* **What needs to be done**
Replace every "instance" in the material below with "occurrence" and reproduce it otherwise unchanged, leaving out the pictures.
'''
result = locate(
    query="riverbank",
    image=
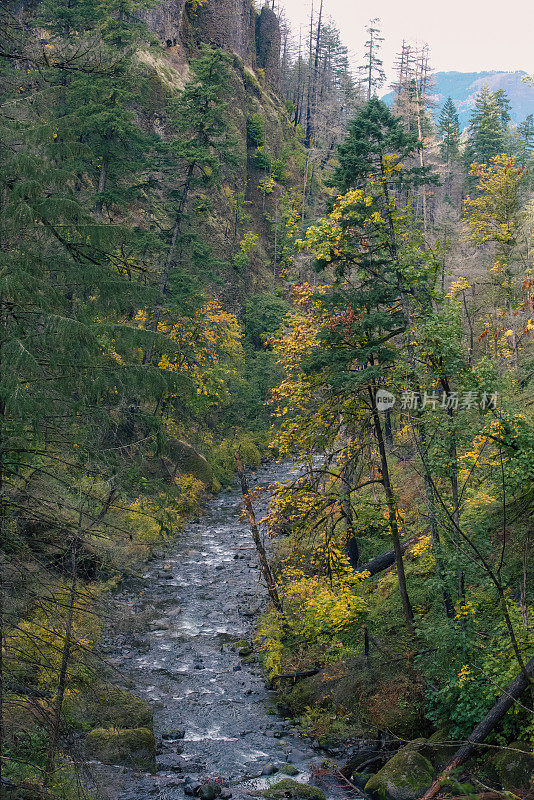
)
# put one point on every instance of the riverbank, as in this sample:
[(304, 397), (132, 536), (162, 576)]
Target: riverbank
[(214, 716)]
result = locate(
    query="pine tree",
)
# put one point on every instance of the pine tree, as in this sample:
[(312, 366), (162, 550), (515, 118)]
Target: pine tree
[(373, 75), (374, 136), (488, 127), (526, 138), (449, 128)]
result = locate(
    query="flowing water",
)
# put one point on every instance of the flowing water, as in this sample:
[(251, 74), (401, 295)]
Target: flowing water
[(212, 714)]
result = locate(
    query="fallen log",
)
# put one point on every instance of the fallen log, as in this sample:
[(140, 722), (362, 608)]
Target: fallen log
'''
* **Exercise solution**
result = locate(
    query="riverbank",
    image=
)
# put one point on every occurrence of the riverbank, as in this sample:
[(304, 397), (132, 536), (162, 576)]
Target: riverbank
[(214, 716)]
result = locate(
    query="pine tree",
)
# put one point on every occurrence of the pine tree, as in this sample:
[(312, 366), (162, 550), (515, 118)]
Target: pine tree
[(373, 75), (374, 136), (488, 127), (526, 138), (449, 128)]
result = locate(
    query="flowing water",
)
# put one point on every occurrence of the flowing water, as in this sample:
[(251, 74), (401, 295)]
Target: flowing water
[(212, 714)]
result = locate(
    query="fallen log",
)
# put one point on every occurrence of the fallen log, as in this sample:
[(140, 722), (362, 608)]
Target: fallen log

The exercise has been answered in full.